» SET TASK: Set down, in full, every record in the block.

* begin EXERCISE DATA *

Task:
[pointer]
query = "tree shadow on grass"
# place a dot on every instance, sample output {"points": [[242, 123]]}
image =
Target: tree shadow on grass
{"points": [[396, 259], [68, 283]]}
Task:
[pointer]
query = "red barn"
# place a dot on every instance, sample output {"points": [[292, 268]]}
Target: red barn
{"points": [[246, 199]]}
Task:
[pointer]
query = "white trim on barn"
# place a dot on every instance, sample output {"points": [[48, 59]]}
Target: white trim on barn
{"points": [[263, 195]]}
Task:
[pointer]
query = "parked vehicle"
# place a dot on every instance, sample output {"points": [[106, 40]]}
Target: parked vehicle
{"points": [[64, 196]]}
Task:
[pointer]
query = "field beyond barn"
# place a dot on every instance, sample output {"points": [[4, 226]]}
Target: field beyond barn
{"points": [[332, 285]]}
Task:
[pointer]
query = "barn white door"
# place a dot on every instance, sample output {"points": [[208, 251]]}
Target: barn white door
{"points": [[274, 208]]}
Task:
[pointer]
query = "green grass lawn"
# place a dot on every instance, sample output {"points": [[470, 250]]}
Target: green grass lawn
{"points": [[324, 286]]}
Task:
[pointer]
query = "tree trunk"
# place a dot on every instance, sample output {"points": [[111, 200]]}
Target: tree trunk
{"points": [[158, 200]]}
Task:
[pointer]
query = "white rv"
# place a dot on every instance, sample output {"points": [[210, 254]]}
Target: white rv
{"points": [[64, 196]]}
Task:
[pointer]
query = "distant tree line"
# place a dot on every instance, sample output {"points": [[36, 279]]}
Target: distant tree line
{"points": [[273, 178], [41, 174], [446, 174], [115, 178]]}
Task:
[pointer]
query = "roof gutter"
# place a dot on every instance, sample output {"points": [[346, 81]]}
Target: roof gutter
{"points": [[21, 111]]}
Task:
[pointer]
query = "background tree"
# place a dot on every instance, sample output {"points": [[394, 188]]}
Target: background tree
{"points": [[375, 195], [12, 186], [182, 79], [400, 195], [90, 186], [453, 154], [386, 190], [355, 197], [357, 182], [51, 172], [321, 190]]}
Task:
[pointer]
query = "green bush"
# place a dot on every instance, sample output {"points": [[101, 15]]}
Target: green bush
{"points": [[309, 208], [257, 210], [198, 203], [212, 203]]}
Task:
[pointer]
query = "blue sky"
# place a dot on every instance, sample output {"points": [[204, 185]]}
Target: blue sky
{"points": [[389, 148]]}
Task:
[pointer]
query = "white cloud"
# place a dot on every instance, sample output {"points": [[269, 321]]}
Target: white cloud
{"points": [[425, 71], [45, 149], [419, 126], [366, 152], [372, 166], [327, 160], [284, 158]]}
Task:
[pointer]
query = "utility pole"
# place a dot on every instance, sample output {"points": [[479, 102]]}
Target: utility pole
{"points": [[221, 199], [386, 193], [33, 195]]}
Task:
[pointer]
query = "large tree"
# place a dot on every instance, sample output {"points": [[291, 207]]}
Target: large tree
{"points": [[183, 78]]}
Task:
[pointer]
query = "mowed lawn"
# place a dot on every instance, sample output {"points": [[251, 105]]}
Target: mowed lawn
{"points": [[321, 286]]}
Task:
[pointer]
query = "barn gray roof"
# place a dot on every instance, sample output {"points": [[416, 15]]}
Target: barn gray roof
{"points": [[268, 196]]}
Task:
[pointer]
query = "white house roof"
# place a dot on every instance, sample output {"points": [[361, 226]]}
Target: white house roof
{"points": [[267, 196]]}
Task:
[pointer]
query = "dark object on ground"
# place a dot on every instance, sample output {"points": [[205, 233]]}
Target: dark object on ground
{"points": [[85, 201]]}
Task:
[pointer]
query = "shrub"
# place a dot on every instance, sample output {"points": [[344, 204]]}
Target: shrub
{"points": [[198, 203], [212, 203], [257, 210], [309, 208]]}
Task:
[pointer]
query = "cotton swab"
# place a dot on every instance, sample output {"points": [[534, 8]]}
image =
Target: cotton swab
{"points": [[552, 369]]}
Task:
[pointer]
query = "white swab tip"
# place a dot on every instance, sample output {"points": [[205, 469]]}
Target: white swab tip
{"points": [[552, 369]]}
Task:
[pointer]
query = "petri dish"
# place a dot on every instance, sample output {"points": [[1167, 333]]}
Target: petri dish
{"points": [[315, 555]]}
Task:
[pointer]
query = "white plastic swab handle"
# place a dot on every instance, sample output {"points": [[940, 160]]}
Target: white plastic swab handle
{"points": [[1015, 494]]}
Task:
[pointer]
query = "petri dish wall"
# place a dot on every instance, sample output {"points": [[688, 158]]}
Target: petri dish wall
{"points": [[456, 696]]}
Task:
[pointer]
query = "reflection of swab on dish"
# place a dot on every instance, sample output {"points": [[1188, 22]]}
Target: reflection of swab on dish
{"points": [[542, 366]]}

* end EXERCISE DATA *

» EXERCISE OUTPUT:
Task:
[pointer]
query = "tree shadow on grass"
# place a dot on every instance, sample output {"points": [[242, 123]]}
image =
Target: tree shadow on grass
{"points": [[396, 259], [68, 283]]}
Task:
[pointer]
query = "red barn"
# place a dot on every instance, sample output {"points": [[292, 268]]}
Target: red barn
{"points": [[246, 199]]}
Task:
[pointer]
query = "white trim on barn"
# place a dot on every instance, sample output {"points": [[48, 59]]}
Target: white trim on barn
{"points": [[263, 195]]}
Task:
[pointer]
query = "parked vehicle"
# place a dot on every instance, sample output {"points": [[106, 40]]}
Target: parked vehicle
{"points": [[64, 196]]}
Task:
[pointer]
query = "field beyond barn"
# place a dot on every instance, sample output {"points": [[4, 226]]}
Target: field beyond barn
{"points": [[332, 285]]}
Task:
[pointer]
query = "barn white door"
# place a dot on every instance, sample output {"points": [[208, 251]]}
Target: barn white door
{"points": [[274, 208]]}
Task:
[pointer]
query = "green grass lawn"
# place a dot on every instance, sample output {"points": [[470, 250]]}
Target: green grass lawn
{"points": [[324, 286]]}
Task:
[pointer]
query = "tree trunk"
# place a dot on every instance, sample output {"points": [[111, 200]]}
Target: tree trunk
{"points": [[158, 200]]}
Task:
[pointer]
query = "white rv"
# place a dot on every instance, sample output {"points": [[210, 254]]}
Target: white rv
{"points": [[64, 196]]}
Task:
[pointer]
query = "distant tree line"
# place a dot on every instance, sample output {"points": [[36, 279]]}
Target: distant tree line
{"points": [[273, 178], [41, 174], [446, 174], [115, 178]]}
Task:
[pointer]
query = "roof gutter"
# place a dot on every instance, sample output {"points": [[346, 81]]}
Target: roof gutter
{"points": [[21, 111]]}
Task:
[pointer]
query = "background tree"
# place a dot on every instance, sample output {"points": [[394, 188]]}
Target: background tree
{"points": [[375, 195], [12, 186], [182, 79], [400, 195], [90, 186], [453, 154], [386, 190], [355, 197], [357, 182], [51, 172], [321, 190]]}
Task:
[pointer]
query = "green bush"
# place a dot on every instance, sample output {"points": [[101, 15]]}
Target: green bush
{"points": [[309, 208], [257, 210], [198, 203], [212, 203]]}
Task:
[pointer]
query = "blue sky"
# place a dot on every instance, sample output {"points": [[204, 185]]}
Target: blue sky
{"points": [[389, 148]]}
Task:
[pointer]
query = "white cloud"
# place a dot on every instance, sample output {"points": [[269, 321]]}
Target: white cloud
{"points": [[425, 71], [45, 149], [419, 126], [366, 152], [372, 166], [327, 160], [284, 158]]}
Task:
[pointer]
query = "utility pole"
# place a dot on every instance, sample output {"points": [[479, 102]]}
Target: utility pole
{"points": [[221, 199], [386, 193], [33, 195]]}
Task:
[pointer]
query = "large tree"
# place a dot on every instance, sample output {"points": [[291, 207]]}
Target: large tree
{"points": [[183, 78]]}
Task:
[pointer]
query = "mowed lawn"
# place a dot on every instance, sample output {"points": [[251, 105]]}
Target: mowed lawn
{"points": [[321, 286]]}
Task:
[pointer]
query = "barn gray roof"
# place a dot on every instance, sample output {"points": [[416, 15]]}
Target: barn gray roof
{"points": [[268, 196]]}
Task:
[pointer]
query = "white house roof"
# place a dot on every instance, sample output {"points": [[361, 226]]}
Target: white house roof
{"points": [[267, 196]]}
Task:
[pointer]
query = "dark object on ground"
# place a dot on every instance, sample output {"points": [[205, 233]]}
Target: dark object on ground
{"points": [[85, 201]]}
Task:
[pointer]
query = "shrub"
# place a dot on every instance, sample output {"points": [[344, 204]]}
Target: shrub
{"points": [[198, 203], [212, 203], [257, 210], [309, 208]]}
Task:
[pointer]
query = "cotton swab"
# place a dot on every instance, sample output {"points": [[534, 8]]}
image =
Target: cotton swab
{"points": [[552, 369]]}
Task:
[pointer]
query = "white swab tip"
# place a dot on every instance, sample output {"points": [[205, 469]]}
Target: white swab tip
{"points": [[552, 369]]}
Task:
[pointer]
query = "petri dish"
# place a dot on every instance, sample output {"points": [[1167, 333]]}
Target: petri dish
{"points": [[315, 555]]}
Task:
[pointer]
query = "white plastic swab handle"
# place a dot on every instance, sample output {"points": [[940, 160]]}
Target: white plastic swab handle
{"points": [[1015, 494]]}
Task:
[pointer]
query = "petri dish wall"
# place a dot on every instance, sample output {"points": [[688, 158]]}
Target: petri dish wall
{"points": [[456, 696]]}
Task:
[pointer]
query = "reflection of swab on dish"
# place a dot on every instance, sample output {"points": [[1188, 22]]}
Target: reflection of swab on dish
{"points": [[542, 366]]}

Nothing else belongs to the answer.